§ **Your instructions**:
Transcribe every record beneath, precisely as written.

Natural language region descriptions
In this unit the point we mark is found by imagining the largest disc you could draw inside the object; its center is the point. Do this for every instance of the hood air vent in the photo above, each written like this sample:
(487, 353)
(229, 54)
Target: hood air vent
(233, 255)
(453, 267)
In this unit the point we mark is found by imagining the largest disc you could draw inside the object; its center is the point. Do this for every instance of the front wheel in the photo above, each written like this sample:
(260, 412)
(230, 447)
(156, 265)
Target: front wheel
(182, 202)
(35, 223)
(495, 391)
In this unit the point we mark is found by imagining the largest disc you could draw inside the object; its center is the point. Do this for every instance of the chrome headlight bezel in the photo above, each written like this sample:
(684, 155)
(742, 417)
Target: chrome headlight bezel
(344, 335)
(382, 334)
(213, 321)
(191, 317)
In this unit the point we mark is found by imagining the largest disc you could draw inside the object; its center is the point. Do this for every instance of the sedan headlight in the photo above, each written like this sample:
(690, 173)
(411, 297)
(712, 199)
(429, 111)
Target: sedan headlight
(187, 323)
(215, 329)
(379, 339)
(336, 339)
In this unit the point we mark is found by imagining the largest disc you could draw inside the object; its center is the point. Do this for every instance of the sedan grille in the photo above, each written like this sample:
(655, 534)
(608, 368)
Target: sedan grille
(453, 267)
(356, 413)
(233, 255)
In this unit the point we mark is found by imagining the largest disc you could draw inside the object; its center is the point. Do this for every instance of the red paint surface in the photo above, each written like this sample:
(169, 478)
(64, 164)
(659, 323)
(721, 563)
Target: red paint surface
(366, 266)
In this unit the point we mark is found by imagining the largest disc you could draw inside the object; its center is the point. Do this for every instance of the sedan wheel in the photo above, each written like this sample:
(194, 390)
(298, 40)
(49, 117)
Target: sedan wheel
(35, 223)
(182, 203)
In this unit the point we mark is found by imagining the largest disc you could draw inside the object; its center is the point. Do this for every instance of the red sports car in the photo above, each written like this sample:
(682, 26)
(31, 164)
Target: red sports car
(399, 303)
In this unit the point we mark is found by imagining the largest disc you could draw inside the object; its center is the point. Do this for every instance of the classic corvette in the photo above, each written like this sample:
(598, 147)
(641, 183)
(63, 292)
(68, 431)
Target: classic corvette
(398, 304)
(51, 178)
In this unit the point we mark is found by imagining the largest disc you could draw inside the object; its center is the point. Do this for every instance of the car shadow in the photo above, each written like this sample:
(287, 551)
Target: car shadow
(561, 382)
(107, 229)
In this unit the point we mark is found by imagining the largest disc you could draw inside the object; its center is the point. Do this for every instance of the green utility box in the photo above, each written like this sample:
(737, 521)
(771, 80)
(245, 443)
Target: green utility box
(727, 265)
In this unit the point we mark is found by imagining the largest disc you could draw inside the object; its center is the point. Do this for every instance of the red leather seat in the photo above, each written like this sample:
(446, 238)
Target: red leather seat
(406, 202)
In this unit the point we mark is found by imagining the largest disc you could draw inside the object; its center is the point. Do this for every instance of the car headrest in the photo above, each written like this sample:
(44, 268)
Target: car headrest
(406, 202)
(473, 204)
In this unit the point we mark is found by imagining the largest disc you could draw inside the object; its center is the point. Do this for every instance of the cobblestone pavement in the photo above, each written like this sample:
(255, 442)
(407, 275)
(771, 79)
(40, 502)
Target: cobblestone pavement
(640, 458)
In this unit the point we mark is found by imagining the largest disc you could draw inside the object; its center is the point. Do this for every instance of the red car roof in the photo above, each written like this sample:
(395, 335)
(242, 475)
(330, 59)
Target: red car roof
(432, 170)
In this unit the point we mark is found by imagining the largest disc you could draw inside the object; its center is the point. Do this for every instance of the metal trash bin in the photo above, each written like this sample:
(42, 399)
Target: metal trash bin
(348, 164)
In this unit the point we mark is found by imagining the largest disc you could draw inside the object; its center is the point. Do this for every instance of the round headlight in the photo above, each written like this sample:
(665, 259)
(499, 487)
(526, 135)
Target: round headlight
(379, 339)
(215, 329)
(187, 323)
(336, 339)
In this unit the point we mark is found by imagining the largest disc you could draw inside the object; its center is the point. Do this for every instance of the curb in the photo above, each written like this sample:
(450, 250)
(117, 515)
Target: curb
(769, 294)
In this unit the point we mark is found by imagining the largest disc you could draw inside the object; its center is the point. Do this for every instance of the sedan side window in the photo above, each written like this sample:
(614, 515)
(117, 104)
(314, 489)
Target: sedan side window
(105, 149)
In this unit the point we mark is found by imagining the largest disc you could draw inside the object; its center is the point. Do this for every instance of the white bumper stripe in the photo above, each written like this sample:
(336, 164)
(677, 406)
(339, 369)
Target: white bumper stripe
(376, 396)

§ **Response to this exercise**:
In this unit the point we mark is found by imagining the largest disc you could draw inside the object; its center is the point. Do this for every instance of the hood air vent in the photo above, each written like this sample:
(487, 353)
(229, 54)
Target: hood air vent
(233, 255)
(453, 267)
In this unit the point we mark is found by imagining the largest disc you could draw inside the object; its center is the point. Do this for every instance of the front wheel in the photo above, each written like this sample:
(260, 412)
(230, 447)
(156, 265)
Target: front wheel
(182, 202)
(35, 223)
(495, 391)
In this unit the point we mark is found by imagining the largest disc you could draw inside the object; its center is the point. Do this for every instance of the chrome headlight bezel in the photo above, each written like this sample:
(684, 155)
(742, 417)
Target: chrome headlight bezel
(344, 335)
(382, 334)
(213, 321)
(191, 317)
In this unit the point we mark is found by imagining the largest disc you could draw inside the object; its center is the point. Do this for every instance of the sedan headlight in the photo above, each written like this sample:
(690, 173)
(411, 297)
(712, 199)
(429, 111)
Target: sedan headlight
(187, 323)
(215, 329)
(379, 339)
(336, 339)
In this unit the point we mark is found by imagining the largest disc you could draw inside the object; its center is the point. Do this for every instance of the sedan grille in the photo above, each written like this sample:
(655, 534)
(608, 368)
Target: sedan grille
(453, 267)
(356, 413)
(233, 255)
In this unit the point we mark is found by imagining the largest disc you could draw inside the object; its center is the point. Do this for every instance of the red paint surface in the photo above, each written like this sample:
(169, 478)
(64, 164)
(659, 323)
(721, 563)
Target: red paint surface
(366, 266)
In this unit the point we mark is found by imagining the largest disc you could draw inside the object; its center is the point. Do this for every instance of the sedan wheel in the photo above, each written like this sample:
(194, 390)
(298, 40)
(49, 117)
Target: sedan wheel
(35, 223)
(182, 203)
In this unit the point we mark is found by imagining the largest disc you could draw inside the object; its center is the point. Do this for every instance of the red sports car in the photo above, each written like this sample:
(682, 26)
(31, 164)
Target: red sports car
(399, 303)
In this unit the point we mark is found by imagining the largest disc you could draw inside the object; its center is the point. Do this for every instance of the classic corvette in the photo above, each written like this sample:
(598, 147)
(641, 183)
(63, 292)
(68, 431)
Target: classic corvette
(398, 304)
(51, 178)
In this unit the point we mark is found by imagining the largest disc you could draw inside the object; its center is the point. Do this for every instance of the car shadow in the photo above, each written like this sample:
(287, 551)
Target: car shadow
(561, 382)
(107, 229)
In this unit the point we mark is found by imagining the largest disc you could draw inside the object; its center is the point. Do this for every instance of the green utility box in the photo above, each written like this sample:
(737, 521)
(771, 80)
(245, 443)
Target: green utility box
(727, 265)
In this unit the point we mark is found by imagining the largest disc you could draw inside the object; its center is the point. Do this for every instance of the red leather seat in the photo above, each written like this sample:
(446, 238)
Target: red leather seat
(406, 202)
In this unit the point we mark is found by imagining the largest disc you could draw inside the object; its center is the point. Do this for every instance of the car headrest in the photo above, each written like this sample:
(44, 268)
Target: car headrest
(406, 202)
(473, 204)
In this unit the point we mark is found by imagining the largest disc you could draw inside the object; its center is the point. Do this for every instance of the cobblestone pavement in the photo above, each written like this sample:
(255, 442)
(407, 275)
(771, 79)
(40, 502)
Target: cobblestone pavement
(640, 458)
In this unit the point we mark is found by imagining the largest disc you could draw inside the object; its center is the point. Do this for every instance of the red car roof in the photo above, each written like this sample:
(395, 335)
(242, 475)
(330, 59)
Target: red car roof
(432, 170)
In this unit the point we mark is found by imagining the largest disc you could draw inside the object; its center is the point. Do this for every instance of the metal trash bin in the photo above, each written like this sample:
(42, 399)
Target: metal trash bin
(348, 164)
In this unit the point we mark is found by imagining the largest disc you could draw inside the object; its center is the point. Do this for every instance of the round headlight in the photo above, each written like this sample:
(665, 259)
(499, 487)
(526, 135)
Target: round headlight
(379, 339)
(215, 329)
(187, 323)
(336, 339)
In this unit the point we mark is found by imagining the largest disc you could draw inside the object; its center is the point. Do this for every instance of the curb in the photo above, each written like this sample:
(450, 250)
(117, 515)
Target: curb
(769, 294)
In this unit the point we mark is found by imagining the largest disc you could draw inside the object; its center is the point. Do this for every instance of the sedan side window in the photo above, each written like this sample:
(614, 515)
(117, 104)
(314, 489)
Target: sedan side window
(105, 149)
In this unit the point we mark is found by imagining the largest disc you could draw inside the object; its center is the point. Do this for every instance of the white bumper stripe in the photo above, each written like this sample:
(336, 164)
(677, 406)
(339, 369)
Target: white bumper stripe
(376, 396)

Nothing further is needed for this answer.